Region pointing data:
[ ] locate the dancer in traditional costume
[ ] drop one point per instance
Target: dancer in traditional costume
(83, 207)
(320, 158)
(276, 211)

__Brief__.
After reading the entries, reproduce every one of them exactly.

__Output below__.
[ ] locate the dancer in traditional costume
[ ] drop one point per instance
Target: dancer in traditional costume
(83, 207)
(320, 158)
(276, 211)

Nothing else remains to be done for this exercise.